[Items listed in a dataset]
------------------------------------------------------------

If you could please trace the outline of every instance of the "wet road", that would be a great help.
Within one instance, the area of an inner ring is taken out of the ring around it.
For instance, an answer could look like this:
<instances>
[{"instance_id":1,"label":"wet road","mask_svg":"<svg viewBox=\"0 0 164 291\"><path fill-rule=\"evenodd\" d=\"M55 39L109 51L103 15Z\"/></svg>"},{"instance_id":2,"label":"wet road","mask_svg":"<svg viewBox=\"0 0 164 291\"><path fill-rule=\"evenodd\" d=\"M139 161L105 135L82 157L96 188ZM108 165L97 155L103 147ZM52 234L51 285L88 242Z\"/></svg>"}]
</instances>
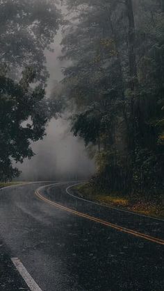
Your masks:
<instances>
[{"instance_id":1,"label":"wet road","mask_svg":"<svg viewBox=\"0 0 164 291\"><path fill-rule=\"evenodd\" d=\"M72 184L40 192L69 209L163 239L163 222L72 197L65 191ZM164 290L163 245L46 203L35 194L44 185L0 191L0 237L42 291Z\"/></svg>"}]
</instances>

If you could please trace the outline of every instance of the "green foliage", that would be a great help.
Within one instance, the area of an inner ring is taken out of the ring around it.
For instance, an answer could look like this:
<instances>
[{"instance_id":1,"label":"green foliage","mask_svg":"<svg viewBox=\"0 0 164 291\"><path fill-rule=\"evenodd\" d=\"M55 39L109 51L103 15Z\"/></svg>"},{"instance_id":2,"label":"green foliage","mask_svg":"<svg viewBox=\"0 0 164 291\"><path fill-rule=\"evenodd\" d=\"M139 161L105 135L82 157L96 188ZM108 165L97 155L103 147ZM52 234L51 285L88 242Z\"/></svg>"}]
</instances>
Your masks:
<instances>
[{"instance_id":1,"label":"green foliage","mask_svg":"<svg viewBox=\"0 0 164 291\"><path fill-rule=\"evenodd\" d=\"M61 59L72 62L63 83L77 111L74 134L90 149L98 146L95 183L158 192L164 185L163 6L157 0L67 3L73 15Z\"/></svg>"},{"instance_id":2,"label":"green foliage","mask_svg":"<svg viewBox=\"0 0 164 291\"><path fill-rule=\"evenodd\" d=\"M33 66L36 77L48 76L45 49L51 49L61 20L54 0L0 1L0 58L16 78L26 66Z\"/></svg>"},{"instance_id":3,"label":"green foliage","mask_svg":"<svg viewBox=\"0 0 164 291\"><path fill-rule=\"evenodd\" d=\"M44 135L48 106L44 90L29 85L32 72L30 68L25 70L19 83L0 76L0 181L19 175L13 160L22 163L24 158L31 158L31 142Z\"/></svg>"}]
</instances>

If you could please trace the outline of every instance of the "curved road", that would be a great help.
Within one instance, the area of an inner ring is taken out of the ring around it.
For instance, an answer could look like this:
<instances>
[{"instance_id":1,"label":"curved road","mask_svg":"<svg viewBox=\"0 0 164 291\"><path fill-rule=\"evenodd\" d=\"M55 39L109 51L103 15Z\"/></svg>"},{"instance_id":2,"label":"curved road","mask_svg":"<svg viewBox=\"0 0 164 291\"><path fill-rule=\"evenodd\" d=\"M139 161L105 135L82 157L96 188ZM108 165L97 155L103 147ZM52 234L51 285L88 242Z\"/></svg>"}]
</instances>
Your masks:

------------------------------------------------------------

▸ Job:
Transcribe all the records above word for word, without their images.

▸ Output:
If you could please trace the outline of every instance of the "wet road", that would be a great help.
Within one instance, the area of an inner ring is taken out of the ring around it.
For instance, an answer could look like this:
<instances>
[{"instance_id":1,"label":"wet road","mask_svg":"<svg viewBox=\"0 0 164 291\"><path fill-rule=\"evenodd\" d=\"M55 39L109 51L103 15Z\"/></svg>"},{"instance_id":2,"label":"wet road","mask_svg":"<svg viewBox=\"0 0 164 291\"><path fill-rule=\"evenodd\" d=\"M139 161L105 135L82 157L96 188ZM108 165L97 155L103 147ZM52 234L51 285L88 242Z\"/></svg>"}]
</instances>
Your masks:
<instances>
[{"instance_id":1,"label":"wet road","mask_svg":"<svg viewBox=\"0 0 164 291\"><path fill-rule=\"evenodd\" d=\"M72 184L40 192L69 209L163 239L163 222L72 197L65 191ZM164 290L163 245L46 203L35 194L44 185L0 191L0 237L42 291Z\"/></svg>"}]
</instances>

If you could please trace the outline of every instance of the "green foliage", that would be a great help.
Within one instance, the area of an inner ring is taken out of the ring around it.
For instance, an answer could look like this:
<instances>
[{"instance_id":1,"label":"green foliage","mask_svg":"<svg viewBox=\"0 0 164 291\"><path fill-rule=\"evenodd\" d=\"M55 39L109 51L103 15Z\"/></svg>"},{"instance_id":2,"label":"green foliage","mask_svg":"<svg viewBox=\"0 0 164 291\"><path fill-rule=\"evenodd\" d=\"M139 161L105 135L82 157L96 188ZM108 165L97 155L103 147ZM52 234L51 285L88 242Z\"/></svg>"}]
</instances>
Your masks:
<instances>
[{"instance_id":1,"label":"green foliage","mask_svg":"<svg viewBox=\"0 0 164 291\"><path fill-rule=\"evenodd\" d=\"M61 59L72 62L63 83L77 111L74 134L90 149L98 146L95 183L158 192L164 185L163 6L157 0L67 3L73 15Z\"/></svg>"},{"instance_id":2,"label":"green foliage","mask_svg":"<svg viewBox=\"0 0 164 291\"><path fill-rule=\"evenodd\" d=\"M33 66L36 77L48 76L45 49L51 49L61 20L54 0L0 1L0 58L16 78L26 66Z\"/></svg>"},{"instance_id":3,"label":"green foliage","mask_svg":"<svg viewBox=\"0 0 164 291\"><path fill-rule=\"evenodd\" d=\"M44 135L48 106L44 90L29 85L32 72L30 68L25 70L19 83L0 76L0 181L19 175L13 160L22 163L24 158L31 158L31 142Z\"/></svg>"}]
</instances>

If you could please trace the outline of every instance of the "curved road", that would be a great help.
Within one instance, the area of an inner ring is taken out of the ring around it.
For instance, an answer could look like this:
<instances>
[{"instance_id":1,"label":"curved road","mask_svg":"<svg viewBox=\"0 0 164 291\"><path fill-rule=\"evenodd\" d=\"M55 39L109 51L103 15Z\"/></svg>"},{"instance_id":2,"label":"curved road","mask_svg":"<svg viewBox=\"0 0 164 291\"><path fill-rule=\"evenodd\" d=\"M139 161L105 135L82 157L96 188ZM108 165L97 155L103 147ZM52 234L51 285L88 242Z\"/></svg>"}]
</instances>
Your masks:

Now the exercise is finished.